• Tarea escrita 1
Según la reseña, ¿en qué mes y año se celebró la Segunda Conferencia del grupo Historia a debate?

BARROS, Carlos y McCRANK, Lawrence (eds.), History under debate. International Reflection on the Discipline, New York, The Haworth Press, 2004, 297 pp.

Abel I. López Forero1

1Historiador. Profesor de Historia Medieval. ablopez@uniandes.edu.co


Este libro reúne ensayos presentados en la Segunda Conferencia del grupo Historia a debate, llevada a cabo en julio de 1999. Consta de dos partes. La primera se refiere a los postulados generales de quienes hacen parte de esta red la cual tuvo su origen precisamente en una página de la Internet (www.h-debate.com). El historiador español Carlos Barros, inspirador y promotor de este grupo, considera que no se ha sabido responder a los retos impuestos por las notables transformaciones que tuvieron lugar en la última década del siglo pasado, y que novelistas y periodistas han tomado el lugar que debería ser ocupado por historiadores. Atribuye la falta de iniciativa a las respuestas extremas que desde la profesión se dieron a la crisis de la disciplina histórica: por una parte, el postmodernismo que borra toda diferencia entre realidad y ficción; y por otra, un regreso al positivismo del siglo XIX, cuyo resultados más notorios son las biografías de personajes importantes de la política y la narración como estilo de escritura. Se limita a mencionar como ejemplo la biografía de Luis IX, escrita por Jacques Le Goff1.

La conclusión de Barros es una exageración. Al menos por dos razones. No es del todo cierto que la Escuela de los Annales hubiera abandonado la narración. Philippe Carrard en Poetics of New History2 muestra que en su gran mayoría los historiadores franceses del siglo XX continuaron narrando historias, ya que sus libros se organizan conforme a una trama temporal, con principio, intermedio y desenlace final. En segundo lugar, porque la obra de Le Goff no es un mero regreso a la historia narrativa y política positivista del XIX, pues en la biografía de San Luis se incorporan análisis estructuralistas, comparación de representaciones sobre el rey santo y sutiles balances historiográficos. Creo que habría que tomar más en serio el problema de la forma de argumentación y las técnicas de exposición. Como bien lo ha subrayado Jacques Revel, por mucho tiempo se creyó que el método de exposición propio de la historia era el del protocolo del trabajo científico y que el enunciado, cuyo fundamento era la masa de datos, de mapas, de cuadros, era el único posible que por sí mismo garantizaba la objetividad. Se olvidaba que incluso una serie de precios constituye una forma de relato, en la medida en que organiza el tiempo e induce una forma de representación.

• Tarea escrita 2
Reporta, copiada íntegra, cada línea de los registros que contenga la palabra "jersey".

• Registros del ejercicio
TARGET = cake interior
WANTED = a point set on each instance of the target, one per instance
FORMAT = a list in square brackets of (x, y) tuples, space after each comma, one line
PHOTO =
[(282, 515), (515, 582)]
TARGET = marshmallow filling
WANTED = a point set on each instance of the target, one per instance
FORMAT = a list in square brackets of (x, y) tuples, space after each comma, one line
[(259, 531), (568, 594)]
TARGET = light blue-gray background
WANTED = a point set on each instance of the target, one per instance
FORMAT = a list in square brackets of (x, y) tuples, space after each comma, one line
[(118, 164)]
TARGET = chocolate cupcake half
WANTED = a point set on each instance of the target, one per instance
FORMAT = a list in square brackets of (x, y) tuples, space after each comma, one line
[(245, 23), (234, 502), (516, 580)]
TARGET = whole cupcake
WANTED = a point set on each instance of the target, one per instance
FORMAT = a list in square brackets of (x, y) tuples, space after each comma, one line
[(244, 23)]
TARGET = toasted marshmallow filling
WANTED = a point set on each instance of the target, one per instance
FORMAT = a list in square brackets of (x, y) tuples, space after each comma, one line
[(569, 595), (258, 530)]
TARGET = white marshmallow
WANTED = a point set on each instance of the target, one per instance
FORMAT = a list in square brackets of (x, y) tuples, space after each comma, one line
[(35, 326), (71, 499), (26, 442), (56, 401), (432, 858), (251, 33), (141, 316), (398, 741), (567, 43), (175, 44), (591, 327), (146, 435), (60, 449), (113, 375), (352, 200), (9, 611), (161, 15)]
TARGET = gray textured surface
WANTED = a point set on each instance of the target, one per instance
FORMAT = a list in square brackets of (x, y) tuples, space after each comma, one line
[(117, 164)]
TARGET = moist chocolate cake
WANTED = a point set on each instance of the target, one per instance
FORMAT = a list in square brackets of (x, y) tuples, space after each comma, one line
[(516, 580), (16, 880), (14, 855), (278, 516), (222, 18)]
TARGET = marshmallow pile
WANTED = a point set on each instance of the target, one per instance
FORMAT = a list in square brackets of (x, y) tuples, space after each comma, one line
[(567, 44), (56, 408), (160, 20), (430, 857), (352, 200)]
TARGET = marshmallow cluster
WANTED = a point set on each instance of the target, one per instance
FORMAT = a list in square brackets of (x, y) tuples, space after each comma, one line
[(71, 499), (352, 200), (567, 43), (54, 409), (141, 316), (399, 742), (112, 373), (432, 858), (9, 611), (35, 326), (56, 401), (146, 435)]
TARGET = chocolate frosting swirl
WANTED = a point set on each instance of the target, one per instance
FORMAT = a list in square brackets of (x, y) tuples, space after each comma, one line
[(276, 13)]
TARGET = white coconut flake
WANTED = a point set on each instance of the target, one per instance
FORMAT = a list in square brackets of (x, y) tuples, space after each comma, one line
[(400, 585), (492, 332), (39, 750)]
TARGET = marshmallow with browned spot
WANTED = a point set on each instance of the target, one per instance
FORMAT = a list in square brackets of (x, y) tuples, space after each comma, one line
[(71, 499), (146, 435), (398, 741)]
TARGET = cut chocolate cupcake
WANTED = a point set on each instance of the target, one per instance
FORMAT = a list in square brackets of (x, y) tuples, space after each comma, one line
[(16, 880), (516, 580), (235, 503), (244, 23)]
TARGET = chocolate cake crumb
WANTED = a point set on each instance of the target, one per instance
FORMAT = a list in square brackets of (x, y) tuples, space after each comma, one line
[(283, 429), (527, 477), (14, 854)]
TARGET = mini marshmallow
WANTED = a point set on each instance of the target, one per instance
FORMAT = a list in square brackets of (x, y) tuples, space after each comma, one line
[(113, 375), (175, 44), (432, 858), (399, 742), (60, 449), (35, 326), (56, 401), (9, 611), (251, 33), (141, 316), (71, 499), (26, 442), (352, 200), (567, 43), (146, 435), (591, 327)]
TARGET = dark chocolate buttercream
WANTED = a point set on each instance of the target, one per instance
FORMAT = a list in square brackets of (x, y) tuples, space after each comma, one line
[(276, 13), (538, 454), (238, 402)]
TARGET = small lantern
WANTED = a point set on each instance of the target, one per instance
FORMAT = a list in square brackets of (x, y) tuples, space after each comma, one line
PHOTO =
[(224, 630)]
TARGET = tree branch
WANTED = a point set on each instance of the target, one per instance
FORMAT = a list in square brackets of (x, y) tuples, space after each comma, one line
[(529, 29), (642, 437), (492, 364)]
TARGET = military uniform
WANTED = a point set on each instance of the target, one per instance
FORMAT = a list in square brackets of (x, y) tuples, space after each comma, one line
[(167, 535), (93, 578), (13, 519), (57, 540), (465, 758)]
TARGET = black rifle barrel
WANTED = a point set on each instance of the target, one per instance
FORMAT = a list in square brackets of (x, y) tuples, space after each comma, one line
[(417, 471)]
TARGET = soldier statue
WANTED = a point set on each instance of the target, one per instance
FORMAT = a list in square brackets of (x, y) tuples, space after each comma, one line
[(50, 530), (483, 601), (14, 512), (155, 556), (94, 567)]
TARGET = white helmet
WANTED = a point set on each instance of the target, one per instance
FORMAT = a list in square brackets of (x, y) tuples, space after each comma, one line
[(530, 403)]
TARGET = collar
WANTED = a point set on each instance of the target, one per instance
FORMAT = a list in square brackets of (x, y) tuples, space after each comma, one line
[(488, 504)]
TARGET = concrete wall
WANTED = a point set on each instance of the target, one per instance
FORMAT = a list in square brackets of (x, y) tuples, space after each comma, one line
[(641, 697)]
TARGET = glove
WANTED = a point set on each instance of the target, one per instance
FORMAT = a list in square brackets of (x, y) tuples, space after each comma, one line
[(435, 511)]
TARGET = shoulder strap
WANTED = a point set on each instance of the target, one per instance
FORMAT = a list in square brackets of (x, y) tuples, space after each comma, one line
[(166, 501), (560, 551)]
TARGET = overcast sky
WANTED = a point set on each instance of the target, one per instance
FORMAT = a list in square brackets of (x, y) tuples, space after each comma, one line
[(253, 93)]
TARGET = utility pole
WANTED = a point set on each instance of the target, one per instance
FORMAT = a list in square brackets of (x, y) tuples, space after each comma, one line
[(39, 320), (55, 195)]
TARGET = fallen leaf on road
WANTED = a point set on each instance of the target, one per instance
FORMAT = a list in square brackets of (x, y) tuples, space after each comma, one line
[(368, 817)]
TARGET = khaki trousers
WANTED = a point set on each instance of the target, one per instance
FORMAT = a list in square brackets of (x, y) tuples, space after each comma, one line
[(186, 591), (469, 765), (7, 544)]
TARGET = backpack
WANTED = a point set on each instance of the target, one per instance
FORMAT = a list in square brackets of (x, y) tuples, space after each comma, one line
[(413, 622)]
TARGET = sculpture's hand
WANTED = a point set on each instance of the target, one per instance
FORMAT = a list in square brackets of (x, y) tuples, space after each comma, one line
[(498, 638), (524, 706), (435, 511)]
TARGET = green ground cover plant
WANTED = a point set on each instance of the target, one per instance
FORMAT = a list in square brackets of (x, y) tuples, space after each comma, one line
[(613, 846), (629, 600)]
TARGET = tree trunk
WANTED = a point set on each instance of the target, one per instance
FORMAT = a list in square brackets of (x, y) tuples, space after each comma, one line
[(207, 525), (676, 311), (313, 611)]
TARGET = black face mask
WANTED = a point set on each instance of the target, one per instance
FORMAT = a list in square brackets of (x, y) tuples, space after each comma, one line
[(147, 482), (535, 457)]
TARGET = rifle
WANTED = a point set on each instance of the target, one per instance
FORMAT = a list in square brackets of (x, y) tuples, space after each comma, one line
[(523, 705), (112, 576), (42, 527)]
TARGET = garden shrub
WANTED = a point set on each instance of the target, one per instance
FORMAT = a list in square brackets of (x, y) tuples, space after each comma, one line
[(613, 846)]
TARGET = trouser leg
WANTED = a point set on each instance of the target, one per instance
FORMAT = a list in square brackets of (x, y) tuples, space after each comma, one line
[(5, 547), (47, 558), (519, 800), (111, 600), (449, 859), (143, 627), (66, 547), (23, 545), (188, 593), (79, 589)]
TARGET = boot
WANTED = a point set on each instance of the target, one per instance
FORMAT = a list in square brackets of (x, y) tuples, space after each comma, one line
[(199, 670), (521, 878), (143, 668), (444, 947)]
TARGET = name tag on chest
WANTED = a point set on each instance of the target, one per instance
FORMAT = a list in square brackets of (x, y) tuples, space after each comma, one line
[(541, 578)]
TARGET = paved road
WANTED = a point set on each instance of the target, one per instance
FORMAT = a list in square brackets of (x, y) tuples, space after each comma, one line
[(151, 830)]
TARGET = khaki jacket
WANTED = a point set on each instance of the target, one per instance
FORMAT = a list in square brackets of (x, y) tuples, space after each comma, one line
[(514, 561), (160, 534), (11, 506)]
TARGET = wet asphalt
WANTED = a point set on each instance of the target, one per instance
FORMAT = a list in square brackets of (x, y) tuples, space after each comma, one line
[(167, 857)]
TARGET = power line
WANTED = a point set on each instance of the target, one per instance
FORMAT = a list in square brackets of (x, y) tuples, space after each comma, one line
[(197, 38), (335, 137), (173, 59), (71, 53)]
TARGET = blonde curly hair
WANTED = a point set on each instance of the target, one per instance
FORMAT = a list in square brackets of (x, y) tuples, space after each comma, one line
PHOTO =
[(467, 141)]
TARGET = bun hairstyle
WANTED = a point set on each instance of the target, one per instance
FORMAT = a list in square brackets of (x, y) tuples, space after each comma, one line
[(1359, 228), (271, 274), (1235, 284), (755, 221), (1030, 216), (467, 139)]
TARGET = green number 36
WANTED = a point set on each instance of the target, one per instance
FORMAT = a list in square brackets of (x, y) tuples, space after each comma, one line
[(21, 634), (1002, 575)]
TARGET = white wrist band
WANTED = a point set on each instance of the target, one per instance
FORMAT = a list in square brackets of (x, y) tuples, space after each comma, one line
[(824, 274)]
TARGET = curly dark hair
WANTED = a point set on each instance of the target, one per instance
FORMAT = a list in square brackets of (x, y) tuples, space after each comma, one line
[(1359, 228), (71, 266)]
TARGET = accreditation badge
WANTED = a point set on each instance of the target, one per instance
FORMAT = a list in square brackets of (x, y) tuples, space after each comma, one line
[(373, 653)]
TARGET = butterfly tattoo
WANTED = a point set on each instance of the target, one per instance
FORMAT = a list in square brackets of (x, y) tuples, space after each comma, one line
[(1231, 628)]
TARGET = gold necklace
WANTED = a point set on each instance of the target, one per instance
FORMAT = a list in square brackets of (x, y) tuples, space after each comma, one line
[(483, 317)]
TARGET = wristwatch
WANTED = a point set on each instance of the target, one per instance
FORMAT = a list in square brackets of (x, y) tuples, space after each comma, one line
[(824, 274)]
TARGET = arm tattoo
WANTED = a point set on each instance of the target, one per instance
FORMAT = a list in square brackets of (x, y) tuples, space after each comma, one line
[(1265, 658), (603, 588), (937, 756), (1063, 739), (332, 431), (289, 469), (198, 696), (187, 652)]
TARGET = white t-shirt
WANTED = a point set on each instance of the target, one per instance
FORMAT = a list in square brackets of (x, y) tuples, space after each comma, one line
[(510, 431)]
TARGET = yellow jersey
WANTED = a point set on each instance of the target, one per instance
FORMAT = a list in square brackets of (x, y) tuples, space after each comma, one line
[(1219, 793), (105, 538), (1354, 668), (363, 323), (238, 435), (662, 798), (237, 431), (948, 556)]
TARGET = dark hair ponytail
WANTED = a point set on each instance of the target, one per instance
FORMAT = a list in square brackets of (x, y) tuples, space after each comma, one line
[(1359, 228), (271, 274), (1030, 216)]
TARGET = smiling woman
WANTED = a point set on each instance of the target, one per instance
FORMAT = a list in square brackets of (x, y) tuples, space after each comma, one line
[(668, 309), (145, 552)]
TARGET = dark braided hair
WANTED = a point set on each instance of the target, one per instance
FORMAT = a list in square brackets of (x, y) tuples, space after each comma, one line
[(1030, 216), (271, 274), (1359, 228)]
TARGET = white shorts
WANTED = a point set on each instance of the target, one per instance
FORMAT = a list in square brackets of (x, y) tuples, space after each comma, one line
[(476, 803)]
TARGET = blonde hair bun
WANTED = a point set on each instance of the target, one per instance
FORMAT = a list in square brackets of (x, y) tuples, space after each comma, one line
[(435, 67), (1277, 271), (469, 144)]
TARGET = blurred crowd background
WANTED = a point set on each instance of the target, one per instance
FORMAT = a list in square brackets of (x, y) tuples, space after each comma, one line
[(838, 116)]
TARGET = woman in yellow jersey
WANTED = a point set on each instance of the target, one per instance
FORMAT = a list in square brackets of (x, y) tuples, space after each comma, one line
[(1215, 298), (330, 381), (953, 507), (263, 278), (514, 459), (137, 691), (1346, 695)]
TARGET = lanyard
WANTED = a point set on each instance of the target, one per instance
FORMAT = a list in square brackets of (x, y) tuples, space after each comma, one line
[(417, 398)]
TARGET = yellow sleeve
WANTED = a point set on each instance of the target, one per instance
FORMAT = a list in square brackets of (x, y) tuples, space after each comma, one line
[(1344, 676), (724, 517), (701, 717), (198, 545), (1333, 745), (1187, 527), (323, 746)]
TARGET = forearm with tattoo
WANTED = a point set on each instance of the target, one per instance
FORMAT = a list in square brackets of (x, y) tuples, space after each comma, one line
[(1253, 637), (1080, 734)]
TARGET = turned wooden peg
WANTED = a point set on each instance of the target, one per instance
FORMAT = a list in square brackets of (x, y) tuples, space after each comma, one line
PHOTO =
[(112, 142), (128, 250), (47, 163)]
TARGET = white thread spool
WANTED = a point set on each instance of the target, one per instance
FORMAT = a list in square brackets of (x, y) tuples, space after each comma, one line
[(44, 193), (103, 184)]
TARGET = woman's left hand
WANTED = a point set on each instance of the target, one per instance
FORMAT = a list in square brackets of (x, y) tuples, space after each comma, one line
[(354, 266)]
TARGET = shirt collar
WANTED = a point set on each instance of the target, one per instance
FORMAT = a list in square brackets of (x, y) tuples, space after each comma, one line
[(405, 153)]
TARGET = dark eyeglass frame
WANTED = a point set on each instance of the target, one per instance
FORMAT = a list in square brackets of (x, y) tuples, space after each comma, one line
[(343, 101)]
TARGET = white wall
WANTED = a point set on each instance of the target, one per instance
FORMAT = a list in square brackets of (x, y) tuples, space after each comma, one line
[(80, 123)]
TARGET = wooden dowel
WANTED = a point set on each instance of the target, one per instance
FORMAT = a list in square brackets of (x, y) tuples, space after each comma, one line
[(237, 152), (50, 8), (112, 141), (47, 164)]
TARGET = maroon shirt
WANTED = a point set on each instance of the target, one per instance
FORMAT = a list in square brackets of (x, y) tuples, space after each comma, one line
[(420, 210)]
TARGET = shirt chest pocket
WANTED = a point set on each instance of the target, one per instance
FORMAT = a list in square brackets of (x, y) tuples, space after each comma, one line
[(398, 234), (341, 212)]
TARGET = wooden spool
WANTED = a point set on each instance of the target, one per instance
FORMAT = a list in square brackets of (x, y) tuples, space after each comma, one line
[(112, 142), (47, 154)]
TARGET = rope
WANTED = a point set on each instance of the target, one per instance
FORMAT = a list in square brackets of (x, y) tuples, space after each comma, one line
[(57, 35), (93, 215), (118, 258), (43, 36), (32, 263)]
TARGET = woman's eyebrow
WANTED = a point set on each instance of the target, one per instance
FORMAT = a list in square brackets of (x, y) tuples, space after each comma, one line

• Respuesta completa 1
En julio de 1999.

• Respuesta completa 2
TARGET = yellow jersey
TARGET = woman in yellow jersey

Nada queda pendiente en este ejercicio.